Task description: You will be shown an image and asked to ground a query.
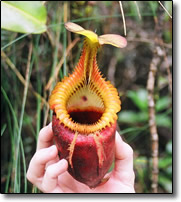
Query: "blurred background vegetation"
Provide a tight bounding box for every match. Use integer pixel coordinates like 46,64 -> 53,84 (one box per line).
1,1 -> 172,193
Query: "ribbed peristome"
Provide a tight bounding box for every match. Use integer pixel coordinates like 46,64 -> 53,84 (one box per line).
49,38 -> 121,134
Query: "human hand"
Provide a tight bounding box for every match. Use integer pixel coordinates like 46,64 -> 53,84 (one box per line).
27,123 -> 135,193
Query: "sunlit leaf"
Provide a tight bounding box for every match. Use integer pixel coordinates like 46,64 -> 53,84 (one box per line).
1,1 -> 47,34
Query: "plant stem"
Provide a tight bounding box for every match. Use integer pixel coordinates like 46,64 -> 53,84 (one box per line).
147,49 -> 160,193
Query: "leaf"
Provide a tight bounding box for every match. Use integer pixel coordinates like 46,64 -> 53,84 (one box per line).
156,114 -> 172,128
118,111 -> 148,123
1,124 -> 7,136
127,89 -> 148,111
1,1 -> 47,34
166,141 -> 172,155
65,22 -> 98,43
99,34 -> 127,48
65,22 -> 127,48
156,96 -> 171,112
159,173 -> 172,193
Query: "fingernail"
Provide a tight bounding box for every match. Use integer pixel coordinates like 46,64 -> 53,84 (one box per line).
49,145 -> 56,152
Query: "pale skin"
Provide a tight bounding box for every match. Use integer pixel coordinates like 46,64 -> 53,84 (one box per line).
27,123 -> 135,193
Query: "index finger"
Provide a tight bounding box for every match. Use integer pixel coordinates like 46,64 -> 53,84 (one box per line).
114,132 -> 134,179
37,122 -> 53,150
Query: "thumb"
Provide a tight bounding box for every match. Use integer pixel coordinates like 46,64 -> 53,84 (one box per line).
42,159 -> 68,193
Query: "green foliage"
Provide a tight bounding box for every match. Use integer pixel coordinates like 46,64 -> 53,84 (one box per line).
1,1 -> 47,34
1,1 -> 172,193
159,141 -> 172,193
118,89 -> 172,128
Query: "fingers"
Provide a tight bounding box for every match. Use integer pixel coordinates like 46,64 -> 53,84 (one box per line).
27,145 -> 58,186
37,123 -> 53,150
42,159 -> 68,193
114,132 -> 134,183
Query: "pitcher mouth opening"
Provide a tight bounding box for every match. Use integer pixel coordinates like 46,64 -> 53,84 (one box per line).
68,109 -> 103,125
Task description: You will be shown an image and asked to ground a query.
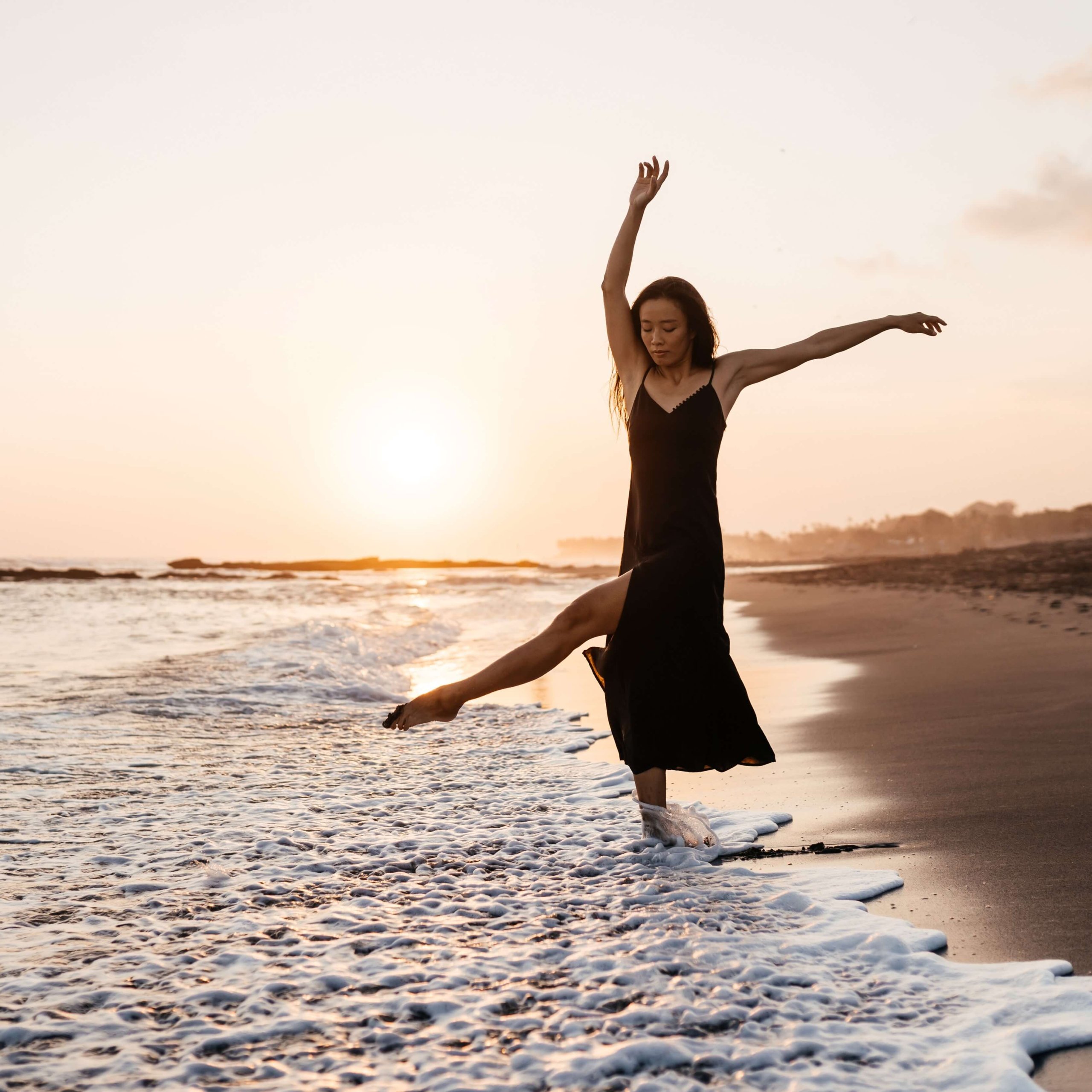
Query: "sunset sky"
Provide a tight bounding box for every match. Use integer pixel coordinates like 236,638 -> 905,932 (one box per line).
0,0 -> 1092,559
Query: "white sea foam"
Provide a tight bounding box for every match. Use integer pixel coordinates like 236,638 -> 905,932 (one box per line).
0,572 -> 1092,1092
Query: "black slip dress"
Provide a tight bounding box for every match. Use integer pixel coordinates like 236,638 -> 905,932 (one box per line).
584,367 -> 774,773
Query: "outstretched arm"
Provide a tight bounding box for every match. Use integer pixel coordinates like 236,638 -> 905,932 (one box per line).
603,156 -> 671,396
717,311 -> 947,391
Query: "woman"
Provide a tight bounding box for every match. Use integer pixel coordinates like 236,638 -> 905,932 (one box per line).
384,156 -> 944,843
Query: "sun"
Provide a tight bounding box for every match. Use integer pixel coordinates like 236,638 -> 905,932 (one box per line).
331,391 -> 480,524
380,428 -> 441,487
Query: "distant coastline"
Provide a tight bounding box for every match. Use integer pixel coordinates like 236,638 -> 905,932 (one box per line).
557,500 -> 1092,565
0,557 -> 615,583
167,557 -> 546,572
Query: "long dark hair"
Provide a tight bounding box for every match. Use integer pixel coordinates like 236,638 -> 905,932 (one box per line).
610,276 -> 721,427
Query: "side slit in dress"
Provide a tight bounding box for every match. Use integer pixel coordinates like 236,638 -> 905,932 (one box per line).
584,365 -> 774,773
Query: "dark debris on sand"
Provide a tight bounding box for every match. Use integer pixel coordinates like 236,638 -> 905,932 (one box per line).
757,538 -> 1092,596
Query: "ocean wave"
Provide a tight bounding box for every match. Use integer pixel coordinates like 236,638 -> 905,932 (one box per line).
82,610 -> 460,724
0,703 -> 1092,1092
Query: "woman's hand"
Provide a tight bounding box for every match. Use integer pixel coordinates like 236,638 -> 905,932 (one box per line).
891,311 -> 948,337
629,156 -> 671,211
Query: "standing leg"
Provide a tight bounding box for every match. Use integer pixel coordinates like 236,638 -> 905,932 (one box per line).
633,766 -> 667,808
389,572 -> 630,729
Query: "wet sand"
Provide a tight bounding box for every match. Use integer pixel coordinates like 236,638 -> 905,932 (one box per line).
729,578 -> 1092,1092
563,575 -> 1092,1092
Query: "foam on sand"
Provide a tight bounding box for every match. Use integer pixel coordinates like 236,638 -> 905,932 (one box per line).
0,628 -> 1092,1092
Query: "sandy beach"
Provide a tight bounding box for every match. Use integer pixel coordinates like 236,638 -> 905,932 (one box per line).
729,578 -> 1092,1092
572,567 -> 1092,1092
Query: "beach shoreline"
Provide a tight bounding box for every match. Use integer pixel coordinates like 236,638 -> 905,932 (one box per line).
727,575 -> 1092,1092
572,572 -> 1092,1092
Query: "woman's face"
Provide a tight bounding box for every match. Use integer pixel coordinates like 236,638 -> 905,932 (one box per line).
640,299 -> 694,368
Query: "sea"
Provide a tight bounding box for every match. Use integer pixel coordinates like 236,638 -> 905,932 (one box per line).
0,559 -> 1092,1092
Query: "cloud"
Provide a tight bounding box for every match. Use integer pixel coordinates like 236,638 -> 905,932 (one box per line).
965,157 -> 1092,244
1020,49 -> 1092,98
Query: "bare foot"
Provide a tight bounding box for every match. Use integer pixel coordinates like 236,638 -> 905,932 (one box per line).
383,686 -> 463,731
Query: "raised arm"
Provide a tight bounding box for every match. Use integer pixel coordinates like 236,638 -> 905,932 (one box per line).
603,156 -> 671,401
717,311 -> 947,405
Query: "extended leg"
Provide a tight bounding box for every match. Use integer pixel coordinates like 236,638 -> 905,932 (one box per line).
391,572 -> 630,729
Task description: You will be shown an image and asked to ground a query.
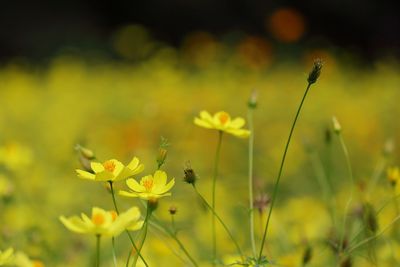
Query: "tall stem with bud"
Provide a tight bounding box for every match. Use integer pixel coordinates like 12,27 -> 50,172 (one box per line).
258,60 -> 322,261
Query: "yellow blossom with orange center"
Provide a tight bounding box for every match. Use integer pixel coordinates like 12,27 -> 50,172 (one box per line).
60,207 -> 143,236
76,157 -> 144,182
194,110 -> 250,138
119,170 -> 175,200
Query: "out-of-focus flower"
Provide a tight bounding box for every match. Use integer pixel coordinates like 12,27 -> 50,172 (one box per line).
0,248 -> 14,266
194,110 -> 250,138
0,142 -> 33,170
13,251 -> 45,267
386,167 -> 400,187
119,170 -> 175,200
0,174 -> 14,198
60,207 -> 143,236
76,157 -> 144,182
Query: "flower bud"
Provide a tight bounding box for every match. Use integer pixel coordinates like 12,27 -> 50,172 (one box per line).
302,245 -> 312,266
168,205 -> 178,215
332,116 -> 342,134
307,59 -> 323,84
147,198 -> 158,211
183,162 -> 197,185
157,147 -> 168,168
247,90 -> 257,109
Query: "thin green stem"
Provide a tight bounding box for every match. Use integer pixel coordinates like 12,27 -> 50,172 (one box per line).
338,134 -> 354,255
95,235 -> 101,267
247,107 -> 257,257
211,131 -> 222,266
193,185 -> 244,264
258,83 -> 311,261
133,203 -> 152,266
346,215 -> 400,255
111,237 -> 117,267
152,217 -> 199,267
108,181 -> 149,267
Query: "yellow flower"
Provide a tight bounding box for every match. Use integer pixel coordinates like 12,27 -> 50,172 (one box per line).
60,207 -> 143,236
76,157 -> 144,182
13,251 -> 44,267
0,248 -> 14,266
387,167 -> 400,186
119,170 -> 175,200
194,110 -> 250,138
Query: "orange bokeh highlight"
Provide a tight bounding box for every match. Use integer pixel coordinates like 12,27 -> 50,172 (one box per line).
266,8 -> 305,43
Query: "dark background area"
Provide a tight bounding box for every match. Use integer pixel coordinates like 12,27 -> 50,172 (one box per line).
0,0 -> 400,62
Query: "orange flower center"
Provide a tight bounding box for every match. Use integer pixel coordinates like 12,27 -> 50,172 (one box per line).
103,160 -> 115,172
110,210 -> 118,221
32,261 -> 44,267
92,213 -> 106,226
143,179 -> 154,192
218,112 -> 229,125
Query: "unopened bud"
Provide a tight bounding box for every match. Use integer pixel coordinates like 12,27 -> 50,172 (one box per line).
157,148 -> 168,168
75,145 -> 96,172
168,205 -> 178,215
183,162 -> 197,185
247,90 -> 257,109
307,59 -> 323,84
332,116 -> 342,134
303,245 -> 312,266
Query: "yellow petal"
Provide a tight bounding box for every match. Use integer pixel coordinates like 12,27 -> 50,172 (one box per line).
59,216 -> 88,234
229,117 -> 246,129
76,170 -> 96,180
193,118 -> 214,129
126,178 -> 146,192
126,157 -> 139,170
118,190 -> 139,197
153,170 -> 167,186
225,129 -> 250,138
90,161 -> 104,173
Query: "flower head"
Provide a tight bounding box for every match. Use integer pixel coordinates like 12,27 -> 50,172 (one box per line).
76,157 -> 144,182
194,110 -> 250,138
119,170 -> 175,200
0,248 -> 14,266
60,207 -> 143,236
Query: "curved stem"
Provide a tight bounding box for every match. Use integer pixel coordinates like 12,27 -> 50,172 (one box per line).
211,131 -> 222,266
111,237 -> 117,267
258,83 -> 311,261
95,235 -> 101,267
133,204 -> 152,266
193,185 -> 244,264
247,107 -> 257,257
108,181 -> 149,267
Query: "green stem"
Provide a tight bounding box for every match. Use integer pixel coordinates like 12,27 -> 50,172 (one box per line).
347,215 -> 400,255
247,107 -> 257,257
95,235 -> 101,267
338,131 -> 354,255
152,217 -> 199,267
111,237 -> 117,267
108,181 -> 149,267
133,203 -> 152,266
193,185 -> 244,264
258,83 -> 311,261
211,131 -> 222,266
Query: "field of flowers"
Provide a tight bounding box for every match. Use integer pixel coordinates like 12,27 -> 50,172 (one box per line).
0,48 -> 400,267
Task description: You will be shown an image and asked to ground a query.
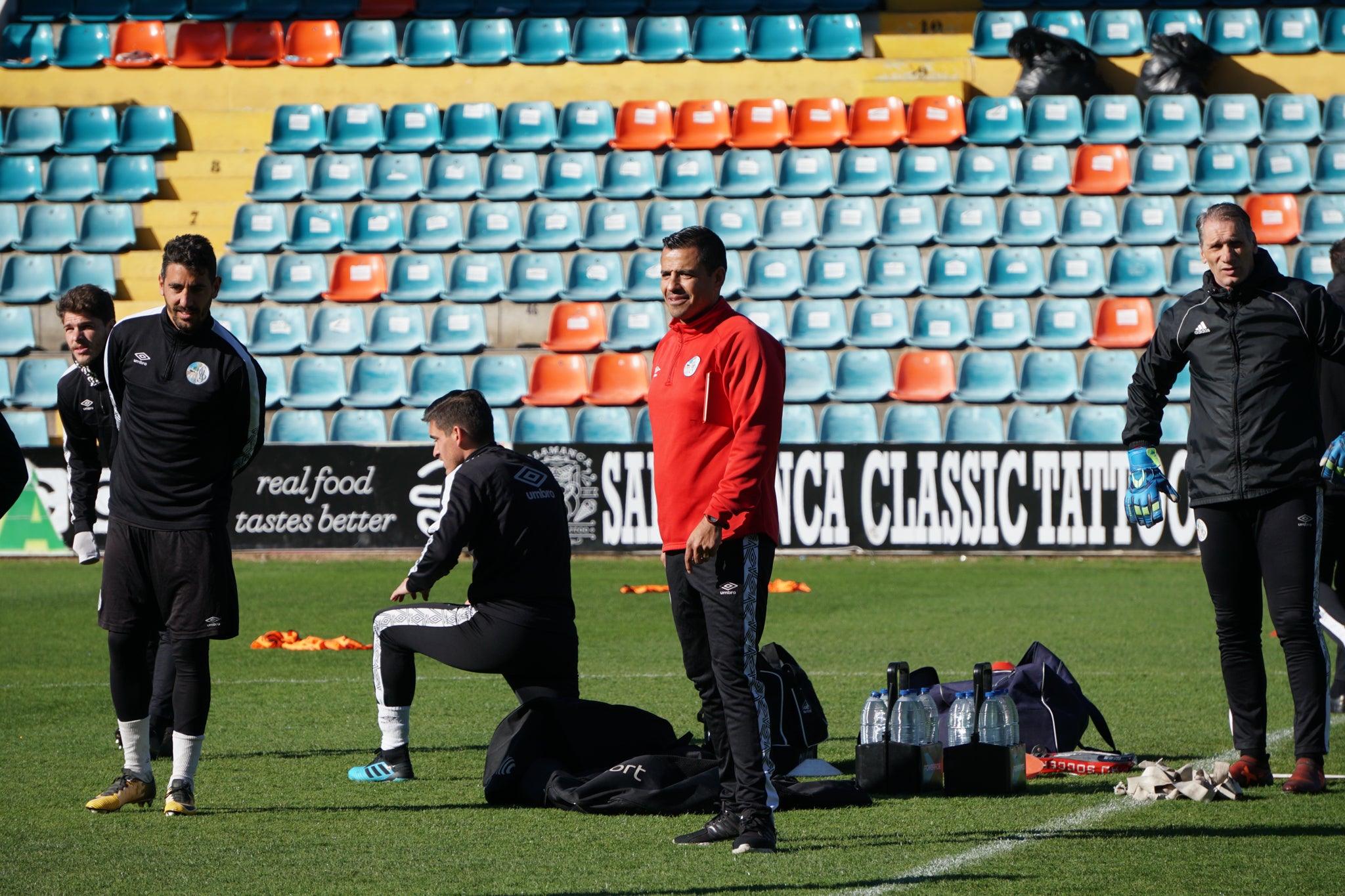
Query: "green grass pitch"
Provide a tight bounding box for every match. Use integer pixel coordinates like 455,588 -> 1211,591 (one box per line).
0,557 -> 1345,896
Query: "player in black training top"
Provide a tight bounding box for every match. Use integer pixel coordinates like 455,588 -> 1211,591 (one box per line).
348,389 -> 580,782
87,235 -> 267,815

============================================================

• [SET TASK]
Filter the items above and copy each line that contains the word "background", matching case.

• [EXERCISE ANSWER]
Query: "blurred background vegetation"
Query: "dark background area"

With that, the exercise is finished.